Vaticanologists could not help but reverse their reading and see a roseate
future for the
declaration.
Then came
the New York Times. On June 12, 1964, it reported that the denial of deicide had
been cut from the latest draft of the declaration. At the Secretariat for
Christian Unity, a spokesman said only that the text had been made stronger. But
that is not the way most Jews read it, nor a great many Catholics. Before the
Council met and while the text was still sub secreto, whole sections of it
turned up one morning in the New York Herald Tribune. No mention of the deicide
charge was to be found. Instead, there was a clear call for the ecumenical
spirit to extend itself because " the union of the Jewish people with the Church
is a part of the Christian hope." Among the few Jews who did not mind reading
that were Lichten and Shuster. They could look at it professionally. It read,
say , much better over coffee in a morning paper than it would if the Pope were
promulgating it as Catholic teaching. On other Jews, its effect was galvanic.
Their disappointment set off indignation among some American bishops, and
Lichten and Shuster appreciated their concern. Chances that a deicideless
declaration, with a built-in conversion clause, would ever get by the American
bishops and cardinals at the Council were what a couple of good lobbyists might
call slim.
About two
weeks before that, Msgr. George Higgins of the National Catholic Welfare
Conference in Washington, D.C., helped arrange a papal audience for UN
Ambassador Arthur J. Goldberg, who was a Supreme Court Justice at the time.
Rabbi Heschel briefed Goldberg before the Justice and the Pope discussed the
declaration. Cardinal Richard Cushing, in Boston, wanted to help too. Through
his aide in Rome, the Cardinal set up an audience with the Pope for Heschel,
whose apprehensions had reason to exceed Cushing's. With the AJC's Shuster
beside him, Heschel talked hard about deicide and guilt, and asked the Pontiff
to press for a declaration in which Catholics would be forbidden to proselytize
Jews. Paul, somewhat affronted, would in no way agree. Shuster, somewhat
chagrined, disassociated himself gingerly from Heschel by switching to French,
which the Pope speaks but the Rabbi does not. All agree that the audience did
not end as cordially as it began. Only Heschel and a few others think it did
good. He invited notice in an Israeli paper that the declaration's next text had
emerged free of conversionary tone. To the AJC, that interview was one more
irritant. The Rabbi's audience with Paul in the Vatican, like Bea's meeting with
the AJC in New York, was granted on the condition that it would be kept secret.
It was undercover summit conferences of that sort that led conservatives to
claim that American Jews were the new powers behind the
Church.

### TASK
According to the passage on the Vatican declaration, on what date did the New York Times report that the denial of deicide had been cut from the latest draft? The records after this come from a separate source and have no connection to the passage on the Vatican declaration.

### SUPPLIED MATERIAL
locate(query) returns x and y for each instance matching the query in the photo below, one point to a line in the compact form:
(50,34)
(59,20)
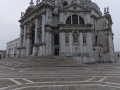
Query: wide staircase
(44,61)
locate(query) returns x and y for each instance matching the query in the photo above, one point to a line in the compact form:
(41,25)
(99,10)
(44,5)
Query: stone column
(36,38)
(20,41)
(43,28)
(81,42)
(47,42)
(62,43)
(28,44)
(43,34)
(90,47)
(50,46)
(71,43)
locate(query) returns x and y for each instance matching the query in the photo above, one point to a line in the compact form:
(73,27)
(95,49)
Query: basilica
(70,28)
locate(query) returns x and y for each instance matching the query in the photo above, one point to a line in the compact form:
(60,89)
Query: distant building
(12,48)
(74,28)
(2,54)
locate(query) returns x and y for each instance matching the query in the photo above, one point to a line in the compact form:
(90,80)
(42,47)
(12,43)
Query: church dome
(87,4)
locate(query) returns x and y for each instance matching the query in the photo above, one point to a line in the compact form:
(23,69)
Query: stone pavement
(104,76)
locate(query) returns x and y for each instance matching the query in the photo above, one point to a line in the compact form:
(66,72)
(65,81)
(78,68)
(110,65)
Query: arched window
(65,3)
(74,19)
(68,21)
(81,21)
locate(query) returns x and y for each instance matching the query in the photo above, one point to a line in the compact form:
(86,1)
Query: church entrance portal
(56,51)
(56,44)
(33,38)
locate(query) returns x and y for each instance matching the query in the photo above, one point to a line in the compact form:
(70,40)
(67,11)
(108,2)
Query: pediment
(75,6)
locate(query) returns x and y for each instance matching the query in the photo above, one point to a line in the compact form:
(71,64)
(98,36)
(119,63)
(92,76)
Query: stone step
(47,61)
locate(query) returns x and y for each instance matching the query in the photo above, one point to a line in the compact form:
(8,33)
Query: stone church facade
(72,28)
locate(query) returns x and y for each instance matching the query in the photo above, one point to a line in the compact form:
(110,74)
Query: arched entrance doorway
(56,44)
(32,38)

### REPLY
June 12, 1964.